▶ [Task requirements]:
This exercise calls for a copy of every line in the listing below that carries the word "grass".

= Beginning of Section =

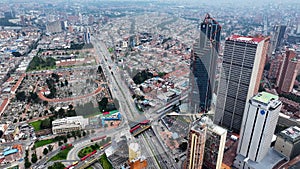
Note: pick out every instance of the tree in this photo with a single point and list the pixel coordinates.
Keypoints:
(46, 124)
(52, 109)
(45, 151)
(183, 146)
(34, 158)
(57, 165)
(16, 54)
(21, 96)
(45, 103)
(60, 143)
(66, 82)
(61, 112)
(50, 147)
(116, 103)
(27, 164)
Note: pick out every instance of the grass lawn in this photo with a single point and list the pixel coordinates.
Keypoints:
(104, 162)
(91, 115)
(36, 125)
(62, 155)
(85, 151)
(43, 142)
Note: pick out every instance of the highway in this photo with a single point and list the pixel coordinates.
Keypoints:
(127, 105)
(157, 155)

= End of Section =
= Beginning of Section =

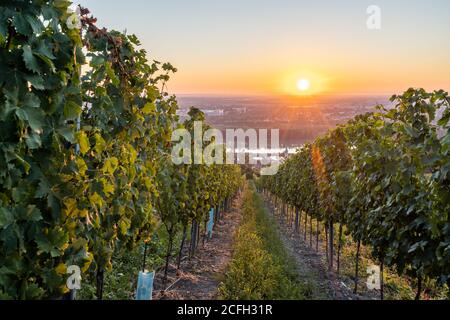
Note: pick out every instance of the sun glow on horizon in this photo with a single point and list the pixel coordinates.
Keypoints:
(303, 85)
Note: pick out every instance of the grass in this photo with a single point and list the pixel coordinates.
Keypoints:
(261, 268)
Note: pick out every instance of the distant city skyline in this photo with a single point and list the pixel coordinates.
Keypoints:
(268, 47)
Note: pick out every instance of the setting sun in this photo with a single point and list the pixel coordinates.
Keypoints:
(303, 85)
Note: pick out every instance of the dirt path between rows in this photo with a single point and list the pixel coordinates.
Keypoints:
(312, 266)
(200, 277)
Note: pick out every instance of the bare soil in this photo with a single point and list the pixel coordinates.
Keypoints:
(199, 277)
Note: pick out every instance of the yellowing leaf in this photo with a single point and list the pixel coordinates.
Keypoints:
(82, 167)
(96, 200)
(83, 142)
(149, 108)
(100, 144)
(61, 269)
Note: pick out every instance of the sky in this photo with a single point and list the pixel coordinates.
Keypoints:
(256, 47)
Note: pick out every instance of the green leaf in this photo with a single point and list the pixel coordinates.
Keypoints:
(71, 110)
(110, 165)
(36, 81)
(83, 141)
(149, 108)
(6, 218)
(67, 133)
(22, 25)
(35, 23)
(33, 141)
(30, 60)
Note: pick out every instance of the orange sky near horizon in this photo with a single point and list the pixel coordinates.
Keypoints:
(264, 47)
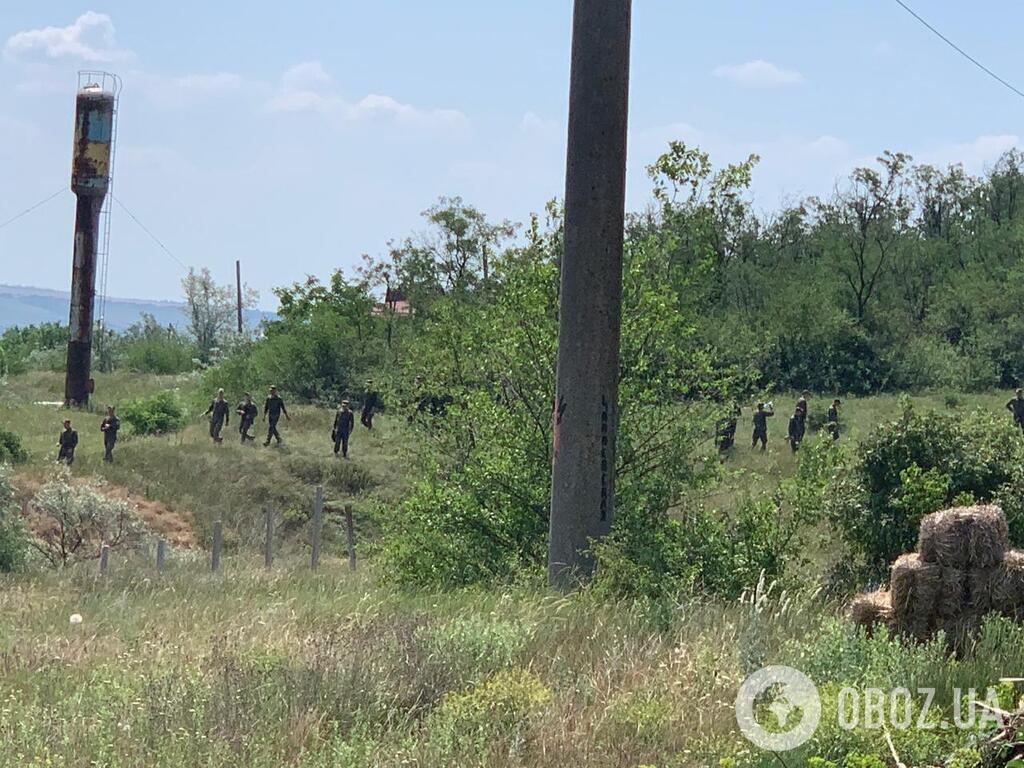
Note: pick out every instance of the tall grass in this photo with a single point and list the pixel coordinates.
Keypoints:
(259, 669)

= End of Section =

▶ [Written solution]:
Note: pick out every instance of the grass lawn in this photo with a single point and list the pixel coordinates.
Note: pick out every instance of the grass in this photo with a single point and list the pixel coordinates.
Note: pick out every instance of the tall grass in this photo with a single point and list the pixel coordinates.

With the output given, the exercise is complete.